[[ TEXT PROVIDED, beginning ]]

He does occasionally act in disruptive ways that are highly unusual. But skilled teachers can deal with that, with good preparation, and good help. Accommodating and developing a wide range of different mental types is their job, after all.

I think it helps a great deal when the commitment to proper support is present from the top down. The principal there was extremely proactive wrt my son, personally conducts several meetings per year with us, the teachers, aides, therapists, and other professionals, to plan for him, in a highly structured and formalized way.

All significantly disabled children should get this. It's to the school's advantage, the child's advantage, the parents' advantage and in the long run, it is to society's advantage.

Giovanni Tiso said...

"Personal website? Yeah, that'll do. I'll use it in a sentence: Gio, I like your writing on your personal website, Bat Bean Beam."

But if we stop using the word blog, won't it mean that the terrorists won?

Giovanni Tiso said...

"My observation of my childrens' classmates has borne out my belief that kids understand a lot more than we sometimes credit them."

[[ TEXT PROVIDED, end ]]
[[ STORED DATA, beginning ]]

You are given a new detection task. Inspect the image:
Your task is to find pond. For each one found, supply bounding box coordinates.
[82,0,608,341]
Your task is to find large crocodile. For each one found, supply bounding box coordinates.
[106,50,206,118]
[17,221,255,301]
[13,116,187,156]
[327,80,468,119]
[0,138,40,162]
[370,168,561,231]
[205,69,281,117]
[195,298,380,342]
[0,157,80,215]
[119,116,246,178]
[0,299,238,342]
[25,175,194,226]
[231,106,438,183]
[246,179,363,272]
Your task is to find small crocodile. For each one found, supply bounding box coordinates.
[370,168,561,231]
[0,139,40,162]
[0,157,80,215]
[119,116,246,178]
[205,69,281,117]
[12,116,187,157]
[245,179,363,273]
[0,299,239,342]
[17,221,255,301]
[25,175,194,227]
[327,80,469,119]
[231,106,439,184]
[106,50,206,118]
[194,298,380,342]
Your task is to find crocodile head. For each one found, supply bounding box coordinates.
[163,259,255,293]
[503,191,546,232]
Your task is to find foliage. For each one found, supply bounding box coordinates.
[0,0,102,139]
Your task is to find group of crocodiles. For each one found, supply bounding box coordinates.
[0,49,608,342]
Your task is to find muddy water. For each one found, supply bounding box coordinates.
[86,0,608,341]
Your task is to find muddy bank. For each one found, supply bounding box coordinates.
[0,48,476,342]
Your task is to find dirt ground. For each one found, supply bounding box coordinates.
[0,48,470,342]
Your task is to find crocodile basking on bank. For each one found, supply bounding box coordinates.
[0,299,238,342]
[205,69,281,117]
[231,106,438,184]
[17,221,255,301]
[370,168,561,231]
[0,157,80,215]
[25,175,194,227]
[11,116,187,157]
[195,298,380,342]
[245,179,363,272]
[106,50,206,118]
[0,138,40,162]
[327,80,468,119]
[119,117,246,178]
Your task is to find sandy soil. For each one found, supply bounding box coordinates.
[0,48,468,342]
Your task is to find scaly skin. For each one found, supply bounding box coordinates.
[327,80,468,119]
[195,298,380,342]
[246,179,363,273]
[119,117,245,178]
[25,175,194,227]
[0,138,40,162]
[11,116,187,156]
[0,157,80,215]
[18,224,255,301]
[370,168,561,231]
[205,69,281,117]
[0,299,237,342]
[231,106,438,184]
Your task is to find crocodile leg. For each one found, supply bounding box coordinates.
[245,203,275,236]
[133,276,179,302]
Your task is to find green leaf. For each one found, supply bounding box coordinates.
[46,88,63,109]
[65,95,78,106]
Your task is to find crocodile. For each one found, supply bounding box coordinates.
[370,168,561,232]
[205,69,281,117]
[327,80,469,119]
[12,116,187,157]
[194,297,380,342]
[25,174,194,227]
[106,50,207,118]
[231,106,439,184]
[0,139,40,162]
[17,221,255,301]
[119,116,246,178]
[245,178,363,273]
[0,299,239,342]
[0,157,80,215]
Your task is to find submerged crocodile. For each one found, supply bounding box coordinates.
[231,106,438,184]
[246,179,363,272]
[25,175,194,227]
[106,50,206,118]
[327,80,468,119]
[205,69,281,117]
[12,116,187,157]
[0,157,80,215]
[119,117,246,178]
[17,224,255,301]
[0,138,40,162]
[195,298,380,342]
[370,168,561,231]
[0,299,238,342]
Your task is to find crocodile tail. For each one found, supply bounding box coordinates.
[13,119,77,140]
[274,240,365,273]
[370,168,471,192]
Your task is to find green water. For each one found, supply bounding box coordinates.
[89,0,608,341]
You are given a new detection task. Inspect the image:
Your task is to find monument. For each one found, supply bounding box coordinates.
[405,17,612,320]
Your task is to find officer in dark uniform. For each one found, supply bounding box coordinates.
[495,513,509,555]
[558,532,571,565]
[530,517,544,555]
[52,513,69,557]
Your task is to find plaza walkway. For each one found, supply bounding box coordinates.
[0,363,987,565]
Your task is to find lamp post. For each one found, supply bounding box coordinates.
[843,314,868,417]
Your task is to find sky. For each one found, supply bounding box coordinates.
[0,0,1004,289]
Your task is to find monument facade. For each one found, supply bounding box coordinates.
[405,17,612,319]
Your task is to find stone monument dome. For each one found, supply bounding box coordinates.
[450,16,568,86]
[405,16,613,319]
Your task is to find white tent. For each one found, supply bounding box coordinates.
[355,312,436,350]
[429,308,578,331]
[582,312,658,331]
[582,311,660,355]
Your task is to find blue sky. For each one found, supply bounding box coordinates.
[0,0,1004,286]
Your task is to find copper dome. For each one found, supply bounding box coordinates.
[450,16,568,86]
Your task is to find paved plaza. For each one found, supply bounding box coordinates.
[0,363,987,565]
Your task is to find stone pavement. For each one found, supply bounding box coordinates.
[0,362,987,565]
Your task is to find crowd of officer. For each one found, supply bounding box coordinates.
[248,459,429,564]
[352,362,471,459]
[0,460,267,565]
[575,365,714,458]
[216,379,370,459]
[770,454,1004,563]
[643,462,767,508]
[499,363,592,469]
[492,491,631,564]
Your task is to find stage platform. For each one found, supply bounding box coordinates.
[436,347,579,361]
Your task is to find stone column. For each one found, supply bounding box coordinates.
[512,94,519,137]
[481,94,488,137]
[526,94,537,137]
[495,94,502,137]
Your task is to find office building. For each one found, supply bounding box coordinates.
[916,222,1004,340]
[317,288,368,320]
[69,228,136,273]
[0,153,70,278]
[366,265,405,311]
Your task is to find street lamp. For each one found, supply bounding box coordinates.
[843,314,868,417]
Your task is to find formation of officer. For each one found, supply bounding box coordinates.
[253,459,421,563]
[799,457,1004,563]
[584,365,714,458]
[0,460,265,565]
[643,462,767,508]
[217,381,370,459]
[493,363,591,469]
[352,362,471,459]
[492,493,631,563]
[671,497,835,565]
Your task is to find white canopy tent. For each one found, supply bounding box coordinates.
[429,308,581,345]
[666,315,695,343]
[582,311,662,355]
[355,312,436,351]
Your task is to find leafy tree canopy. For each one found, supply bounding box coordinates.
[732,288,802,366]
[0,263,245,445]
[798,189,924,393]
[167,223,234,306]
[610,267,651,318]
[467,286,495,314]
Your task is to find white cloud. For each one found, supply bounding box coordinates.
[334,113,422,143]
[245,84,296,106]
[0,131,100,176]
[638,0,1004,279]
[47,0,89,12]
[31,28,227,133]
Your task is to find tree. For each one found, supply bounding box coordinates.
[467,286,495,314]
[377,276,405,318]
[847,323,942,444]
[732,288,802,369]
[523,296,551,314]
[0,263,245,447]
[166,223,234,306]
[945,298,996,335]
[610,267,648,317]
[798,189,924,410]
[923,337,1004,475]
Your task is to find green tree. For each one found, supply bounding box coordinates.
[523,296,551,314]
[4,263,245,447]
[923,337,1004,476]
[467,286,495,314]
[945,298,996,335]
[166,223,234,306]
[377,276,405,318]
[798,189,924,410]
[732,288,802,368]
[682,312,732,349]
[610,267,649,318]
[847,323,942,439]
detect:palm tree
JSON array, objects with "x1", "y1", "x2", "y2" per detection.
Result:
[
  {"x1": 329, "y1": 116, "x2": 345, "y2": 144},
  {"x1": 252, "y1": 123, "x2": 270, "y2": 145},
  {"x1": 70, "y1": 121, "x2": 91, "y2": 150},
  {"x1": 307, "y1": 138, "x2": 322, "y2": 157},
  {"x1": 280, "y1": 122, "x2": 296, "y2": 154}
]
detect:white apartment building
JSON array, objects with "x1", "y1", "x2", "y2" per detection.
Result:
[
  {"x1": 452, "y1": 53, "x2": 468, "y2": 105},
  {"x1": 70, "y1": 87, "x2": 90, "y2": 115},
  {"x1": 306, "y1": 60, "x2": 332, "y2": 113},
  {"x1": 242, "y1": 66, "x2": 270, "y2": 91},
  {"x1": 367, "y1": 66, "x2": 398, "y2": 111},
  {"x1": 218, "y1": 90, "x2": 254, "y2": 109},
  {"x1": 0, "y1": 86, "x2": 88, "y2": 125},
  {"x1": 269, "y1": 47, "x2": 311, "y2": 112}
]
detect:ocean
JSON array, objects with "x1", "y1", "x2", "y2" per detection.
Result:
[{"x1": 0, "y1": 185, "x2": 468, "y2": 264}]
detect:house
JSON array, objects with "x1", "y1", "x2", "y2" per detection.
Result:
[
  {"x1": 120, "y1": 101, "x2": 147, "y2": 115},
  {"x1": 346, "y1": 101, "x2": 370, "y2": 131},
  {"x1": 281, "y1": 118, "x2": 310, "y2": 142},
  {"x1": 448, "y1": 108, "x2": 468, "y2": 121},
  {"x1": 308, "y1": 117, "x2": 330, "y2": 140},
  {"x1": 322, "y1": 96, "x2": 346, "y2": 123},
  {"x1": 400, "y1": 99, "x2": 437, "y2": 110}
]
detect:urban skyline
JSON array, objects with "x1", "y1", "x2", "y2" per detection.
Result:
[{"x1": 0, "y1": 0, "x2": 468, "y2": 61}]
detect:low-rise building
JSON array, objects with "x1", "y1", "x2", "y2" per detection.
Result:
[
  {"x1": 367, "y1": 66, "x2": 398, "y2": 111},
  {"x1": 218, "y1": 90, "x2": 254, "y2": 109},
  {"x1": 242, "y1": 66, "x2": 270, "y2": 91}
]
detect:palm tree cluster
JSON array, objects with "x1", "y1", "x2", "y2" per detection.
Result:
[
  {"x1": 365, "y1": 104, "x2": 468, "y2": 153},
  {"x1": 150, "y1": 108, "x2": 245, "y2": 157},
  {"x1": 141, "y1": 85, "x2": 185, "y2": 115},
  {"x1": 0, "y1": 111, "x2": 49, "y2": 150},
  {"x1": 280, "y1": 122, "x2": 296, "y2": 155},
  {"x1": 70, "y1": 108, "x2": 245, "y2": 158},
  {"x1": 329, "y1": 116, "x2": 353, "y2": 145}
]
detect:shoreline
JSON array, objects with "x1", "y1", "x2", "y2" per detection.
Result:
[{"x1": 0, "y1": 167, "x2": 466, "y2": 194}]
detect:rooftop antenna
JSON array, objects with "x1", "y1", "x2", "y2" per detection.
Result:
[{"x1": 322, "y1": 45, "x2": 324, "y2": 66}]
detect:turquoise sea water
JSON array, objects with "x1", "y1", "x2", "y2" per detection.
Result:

[[ STORED DATA, end ]]

* ASSIGNMENT *
Write out, word for word, the part of the comment thread above that starts at "I think it helps" and ends at "to society's advantage.".

* ANSWER TO THIS TASK *
I think it helps a great deal when the commitment to proper support is present from the top down. The principal there was extremely proactive wrt my son, personally conducts several meetings per year with us, the teachers, aides, therapists, and other professionals, to plan for him, in a highly structured and formalized way.

All significantly disabled children should get this. It's to the school's advantage, the child's advantage, the parents' advantage and in the long run, it is to society's advantage.